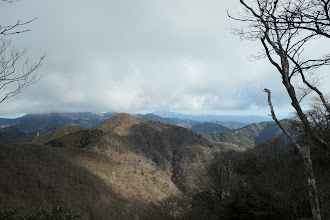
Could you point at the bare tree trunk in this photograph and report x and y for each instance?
(305, 153)
(312, 188)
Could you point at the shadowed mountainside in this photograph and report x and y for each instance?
(128, 165)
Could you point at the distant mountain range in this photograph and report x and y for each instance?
(252, 134)
(248, 119)
(239, 133)
(124, 168)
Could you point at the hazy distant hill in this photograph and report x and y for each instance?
(122, 173)
(251, 135)
(8, 132)
(209, 117)
(56, 132)
(208, 127)
(211, 126)
(45, 122)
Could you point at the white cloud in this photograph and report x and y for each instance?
(134, 55)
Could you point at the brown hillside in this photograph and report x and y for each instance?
(38, 176)
(129, 165)
(177, 154)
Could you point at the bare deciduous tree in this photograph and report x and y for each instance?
(284, 28)
(13, 80)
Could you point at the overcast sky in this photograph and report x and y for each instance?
(140, 55)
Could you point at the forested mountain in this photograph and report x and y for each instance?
(126, 168)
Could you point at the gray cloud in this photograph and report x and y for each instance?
(134, 55)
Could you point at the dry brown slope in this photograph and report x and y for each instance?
(136, 162)
(173, 153)
(38, 176)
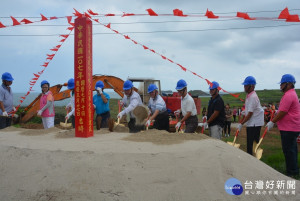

## Exercise aim
Pick out every line in the listing above that contains the word "tree" and copy each one.

## Answer to this task
Could you point at the bare tree trunk in this photograph and report x and y for each instance?
Could you point at the bare deciduous tree in this photograph and report x and y for each instance?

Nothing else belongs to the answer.